Text for analysis:

%%

CAFOD worker, Gisele Henriques, was visiting Sierra Leone when the terrible landslide, which has claimed hundreds of lives, occurred and saw the rains that led to the disaster.

A humanitarian worker, Gisele works for CAFOD, where she supports communities create sustainable ways of making a living. Despite many years living in West Africa this was her first trip to Sierra Leone, which she was visiting to train local staff.

As the name Sierra Leone - ‘Lion Mountains’ in Portuguese - suggests, the area around the capital Freetown is mountainous. The lush and green hills are peppered with homes, made way for by deforestation, and the heavy downpours that occur in the rainy season are not unexpected. What was not anticipated, however, was three times the usual seasonal rainfall. This made for conditions ripe for landslides, something Gisele could relate to from growing up in her native Brazil.

“Freetown is extremely hilly and I’m originally from Rio de Janeiro, which is also very undulating. In Rio you also have the slums on the hills and whenever there are rains like that, the same thing happens; there is loss of life and it’s the people in the slums that lose everything, because they are the most vulnerable.”

The torrential downpours on Sunday night stood out to Gisele before she even knew about the landslide:

“I remember sleeping that night and the rain just pounded down, all night, water gushing past in the gullies that go down the hills. It was as if the Colorado River was next to my room. In the morning there was flooding and I had to ask someone to drive me to the office because, even though it was only a five minute walk, I wouldn’t have been able to get there otherwise.”

%%

Items in a dataset
%%

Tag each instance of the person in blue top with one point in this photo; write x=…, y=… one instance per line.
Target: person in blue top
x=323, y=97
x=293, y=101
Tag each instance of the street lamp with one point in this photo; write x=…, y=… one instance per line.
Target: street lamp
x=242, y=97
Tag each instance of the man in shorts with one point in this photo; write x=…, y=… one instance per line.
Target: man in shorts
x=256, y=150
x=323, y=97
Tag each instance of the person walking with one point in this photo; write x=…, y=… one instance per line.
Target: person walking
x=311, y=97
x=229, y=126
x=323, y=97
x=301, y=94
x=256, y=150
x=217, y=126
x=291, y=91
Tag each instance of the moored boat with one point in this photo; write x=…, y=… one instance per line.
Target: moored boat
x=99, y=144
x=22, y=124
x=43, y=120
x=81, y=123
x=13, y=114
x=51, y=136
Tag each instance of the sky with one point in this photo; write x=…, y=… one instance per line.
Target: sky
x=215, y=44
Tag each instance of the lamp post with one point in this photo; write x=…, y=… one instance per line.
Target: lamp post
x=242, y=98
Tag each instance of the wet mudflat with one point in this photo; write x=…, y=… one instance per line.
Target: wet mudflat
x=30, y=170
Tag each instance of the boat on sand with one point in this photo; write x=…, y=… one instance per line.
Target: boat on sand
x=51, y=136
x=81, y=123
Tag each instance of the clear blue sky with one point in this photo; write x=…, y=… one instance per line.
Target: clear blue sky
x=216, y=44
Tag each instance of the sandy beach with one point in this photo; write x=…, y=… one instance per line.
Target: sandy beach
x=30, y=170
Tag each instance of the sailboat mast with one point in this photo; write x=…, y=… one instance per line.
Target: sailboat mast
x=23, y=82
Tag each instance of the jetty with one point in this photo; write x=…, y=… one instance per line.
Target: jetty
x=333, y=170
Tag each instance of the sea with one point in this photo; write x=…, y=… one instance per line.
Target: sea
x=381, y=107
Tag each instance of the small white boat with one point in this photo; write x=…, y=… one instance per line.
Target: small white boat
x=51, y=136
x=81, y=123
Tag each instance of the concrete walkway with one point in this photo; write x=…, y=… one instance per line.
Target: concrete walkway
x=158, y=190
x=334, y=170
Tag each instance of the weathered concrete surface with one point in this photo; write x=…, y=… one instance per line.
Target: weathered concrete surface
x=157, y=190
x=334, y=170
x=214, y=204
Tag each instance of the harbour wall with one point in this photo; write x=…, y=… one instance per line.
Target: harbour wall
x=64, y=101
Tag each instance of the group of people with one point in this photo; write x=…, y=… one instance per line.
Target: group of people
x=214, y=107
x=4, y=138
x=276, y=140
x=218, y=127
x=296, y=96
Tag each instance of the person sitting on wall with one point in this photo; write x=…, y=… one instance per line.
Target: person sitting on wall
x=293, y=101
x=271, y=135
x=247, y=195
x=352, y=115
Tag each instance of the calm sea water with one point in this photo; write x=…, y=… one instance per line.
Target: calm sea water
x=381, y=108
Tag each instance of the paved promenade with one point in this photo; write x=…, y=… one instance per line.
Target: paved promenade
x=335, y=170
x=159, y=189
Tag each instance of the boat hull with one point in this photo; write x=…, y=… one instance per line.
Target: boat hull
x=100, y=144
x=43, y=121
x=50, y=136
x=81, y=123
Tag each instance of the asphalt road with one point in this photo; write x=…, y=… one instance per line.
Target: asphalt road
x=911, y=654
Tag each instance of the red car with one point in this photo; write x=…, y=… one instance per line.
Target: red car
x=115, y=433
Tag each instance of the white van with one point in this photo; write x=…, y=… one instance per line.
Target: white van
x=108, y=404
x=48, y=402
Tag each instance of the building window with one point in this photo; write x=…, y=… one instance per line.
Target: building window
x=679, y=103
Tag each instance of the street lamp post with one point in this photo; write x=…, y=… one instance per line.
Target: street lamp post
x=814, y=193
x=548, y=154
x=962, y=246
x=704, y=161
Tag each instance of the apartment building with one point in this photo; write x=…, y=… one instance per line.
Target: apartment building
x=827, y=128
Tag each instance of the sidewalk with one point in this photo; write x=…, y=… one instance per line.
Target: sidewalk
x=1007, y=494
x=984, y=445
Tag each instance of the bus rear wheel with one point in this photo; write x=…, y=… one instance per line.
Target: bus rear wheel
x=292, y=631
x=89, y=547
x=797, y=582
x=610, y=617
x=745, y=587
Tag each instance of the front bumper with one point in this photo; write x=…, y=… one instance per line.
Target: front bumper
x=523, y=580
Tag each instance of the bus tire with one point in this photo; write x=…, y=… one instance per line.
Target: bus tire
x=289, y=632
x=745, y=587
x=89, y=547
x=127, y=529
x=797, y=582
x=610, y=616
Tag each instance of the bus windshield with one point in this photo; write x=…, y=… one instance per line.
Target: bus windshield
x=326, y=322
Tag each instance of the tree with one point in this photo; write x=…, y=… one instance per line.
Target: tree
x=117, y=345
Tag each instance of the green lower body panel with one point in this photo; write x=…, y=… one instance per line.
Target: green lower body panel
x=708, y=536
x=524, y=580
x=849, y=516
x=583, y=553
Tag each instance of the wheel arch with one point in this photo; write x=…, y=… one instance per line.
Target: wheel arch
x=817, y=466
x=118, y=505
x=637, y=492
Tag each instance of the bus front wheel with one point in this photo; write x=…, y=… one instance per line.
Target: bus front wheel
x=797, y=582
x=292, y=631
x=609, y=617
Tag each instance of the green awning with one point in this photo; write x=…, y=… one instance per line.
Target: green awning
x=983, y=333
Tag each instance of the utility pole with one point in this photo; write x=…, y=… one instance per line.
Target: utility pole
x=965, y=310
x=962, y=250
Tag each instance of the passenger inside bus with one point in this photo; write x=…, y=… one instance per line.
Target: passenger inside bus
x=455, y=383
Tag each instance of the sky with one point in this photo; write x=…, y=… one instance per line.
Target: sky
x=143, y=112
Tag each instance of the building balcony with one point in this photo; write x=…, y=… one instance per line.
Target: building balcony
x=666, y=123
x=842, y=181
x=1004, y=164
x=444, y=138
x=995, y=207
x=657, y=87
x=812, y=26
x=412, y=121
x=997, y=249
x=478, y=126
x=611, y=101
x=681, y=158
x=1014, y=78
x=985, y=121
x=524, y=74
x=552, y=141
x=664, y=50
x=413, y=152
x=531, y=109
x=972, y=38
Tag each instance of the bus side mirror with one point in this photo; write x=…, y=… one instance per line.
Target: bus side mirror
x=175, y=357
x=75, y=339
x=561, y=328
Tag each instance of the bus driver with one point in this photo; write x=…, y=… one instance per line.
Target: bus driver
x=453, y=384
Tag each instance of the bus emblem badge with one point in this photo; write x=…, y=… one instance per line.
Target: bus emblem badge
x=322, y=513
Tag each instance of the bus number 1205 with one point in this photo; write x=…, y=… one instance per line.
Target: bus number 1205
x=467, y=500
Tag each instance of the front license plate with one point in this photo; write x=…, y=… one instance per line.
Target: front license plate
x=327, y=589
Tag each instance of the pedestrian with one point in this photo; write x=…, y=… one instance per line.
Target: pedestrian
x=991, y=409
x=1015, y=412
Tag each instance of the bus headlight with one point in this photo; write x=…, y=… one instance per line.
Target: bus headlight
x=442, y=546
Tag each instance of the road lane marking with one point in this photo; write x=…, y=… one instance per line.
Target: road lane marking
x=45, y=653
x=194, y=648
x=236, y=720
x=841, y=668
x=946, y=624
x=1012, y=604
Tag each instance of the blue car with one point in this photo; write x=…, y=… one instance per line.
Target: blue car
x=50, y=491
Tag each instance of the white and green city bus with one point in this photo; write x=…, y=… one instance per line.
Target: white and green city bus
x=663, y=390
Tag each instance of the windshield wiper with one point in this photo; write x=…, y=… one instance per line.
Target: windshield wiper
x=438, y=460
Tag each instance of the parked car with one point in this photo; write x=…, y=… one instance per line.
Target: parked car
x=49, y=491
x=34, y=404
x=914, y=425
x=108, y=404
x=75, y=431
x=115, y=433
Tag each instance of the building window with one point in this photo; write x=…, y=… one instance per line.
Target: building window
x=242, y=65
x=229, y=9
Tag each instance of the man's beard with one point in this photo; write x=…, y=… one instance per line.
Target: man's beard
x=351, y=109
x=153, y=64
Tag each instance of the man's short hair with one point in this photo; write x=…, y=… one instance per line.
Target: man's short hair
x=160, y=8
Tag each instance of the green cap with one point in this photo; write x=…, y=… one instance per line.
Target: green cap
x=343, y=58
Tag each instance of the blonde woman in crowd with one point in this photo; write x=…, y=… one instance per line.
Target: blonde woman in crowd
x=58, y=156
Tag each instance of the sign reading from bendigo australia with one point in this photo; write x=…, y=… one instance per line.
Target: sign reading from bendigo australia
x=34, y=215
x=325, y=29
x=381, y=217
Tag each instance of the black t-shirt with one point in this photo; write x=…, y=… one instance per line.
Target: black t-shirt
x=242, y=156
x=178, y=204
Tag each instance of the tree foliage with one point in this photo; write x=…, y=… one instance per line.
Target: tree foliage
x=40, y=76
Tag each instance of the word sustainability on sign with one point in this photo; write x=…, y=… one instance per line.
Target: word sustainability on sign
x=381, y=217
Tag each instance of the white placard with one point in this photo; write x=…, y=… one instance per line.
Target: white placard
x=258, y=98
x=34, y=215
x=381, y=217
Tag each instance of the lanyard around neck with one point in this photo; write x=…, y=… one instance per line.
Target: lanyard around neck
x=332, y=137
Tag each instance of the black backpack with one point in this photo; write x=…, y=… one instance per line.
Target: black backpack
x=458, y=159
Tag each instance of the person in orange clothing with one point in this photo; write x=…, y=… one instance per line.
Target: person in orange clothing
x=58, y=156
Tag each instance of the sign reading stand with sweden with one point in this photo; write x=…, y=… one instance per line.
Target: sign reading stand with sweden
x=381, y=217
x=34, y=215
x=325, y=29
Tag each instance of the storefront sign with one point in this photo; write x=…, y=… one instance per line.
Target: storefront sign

%%

Task directions:
Please say whether each statement below agrees with the Sierra Leone landslide text above, answering yes or no and quoting the words from the text that decide it: (a) The visit was Gisele's first trip to Sierra Leone. (b) The rainfall was twice the usual seasonal amount. (c) Gisele walked to the office the morning after the heavy rain.

Solved problem:
(a) Yes: "this was her first trip to Sierra Leone"
(b) No: "three times the usual seasonal rainfall"
(c) No: "I had to ask someone to drive me to the office"